# SHORT TASK
Render the rows below, from their first line through the line containing "column 84, row 105", as a JSON list of strings, one string per line and with blank lines omitted. Include no line after that one.

(Entries drawn from a collection)
________________________

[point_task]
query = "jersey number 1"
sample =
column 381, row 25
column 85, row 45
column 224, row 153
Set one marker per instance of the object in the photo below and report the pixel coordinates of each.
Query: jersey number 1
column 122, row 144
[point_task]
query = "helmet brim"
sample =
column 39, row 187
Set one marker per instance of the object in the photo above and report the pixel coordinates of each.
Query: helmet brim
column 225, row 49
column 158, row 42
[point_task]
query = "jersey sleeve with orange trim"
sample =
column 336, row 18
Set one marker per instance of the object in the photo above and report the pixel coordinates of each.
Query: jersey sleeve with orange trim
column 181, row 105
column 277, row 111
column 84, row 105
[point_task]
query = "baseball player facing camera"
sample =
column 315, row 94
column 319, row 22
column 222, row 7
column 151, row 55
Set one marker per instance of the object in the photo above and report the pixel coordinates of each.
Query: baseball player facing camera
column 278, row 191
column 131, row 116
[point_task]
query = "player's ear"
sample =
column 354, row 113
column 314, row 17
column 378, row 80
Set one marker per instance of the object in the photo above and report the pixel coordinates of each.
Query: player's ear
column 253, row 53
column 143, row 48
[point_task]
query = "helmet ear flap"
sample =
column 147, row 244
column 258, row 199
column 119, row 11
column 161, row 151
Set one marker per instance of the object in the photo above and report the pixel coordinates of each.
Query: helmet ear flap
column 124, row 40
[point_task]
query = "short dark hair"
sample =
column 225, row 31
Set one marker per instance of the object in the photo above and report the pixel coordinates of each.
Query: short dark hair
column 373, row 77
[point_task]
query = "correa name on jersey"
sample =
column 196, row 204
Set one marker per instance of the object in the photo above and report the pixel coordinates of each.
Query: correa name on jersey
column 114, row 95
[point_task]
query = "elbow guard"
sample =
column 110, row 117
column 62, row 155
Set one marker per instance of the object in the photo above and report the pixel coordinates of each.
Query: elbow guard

________________________

# RESPONSE
[
  "[point_task]",
  "query = \"jersey number 1\"",
  "sample =",
  "column 381, row 25",
  "column 85, row 45",
  "column 224, row 153",
  "Set one marker per instance of the object in the photo below and report the pixel coordinates of each.",
  "Query: jersey number 1",
  "column 122, row 144",
  "[point_task]",
  "query = \"helmet brim\"",
  "sample =",
  "column 39, row 187",
  "Set one marker per instance of the object in the photo above and report the pixel coordinates of each.",
  "Query: helmet brim",
  "column 225, row 49",
  "column 158, row 42",
  "[point_task]",
  "query = \"jersey sleeve with orange trim\"",
  "sample =",
  "column 336, row 18",
  "Set one marker per instance of the object in the photo above and report the pixel coordinates of each.",
  "Query: jersey sleeve with orange trim",
  "column 181, row 105",
  "column 277, row 111",
  "column 84, row 105"
]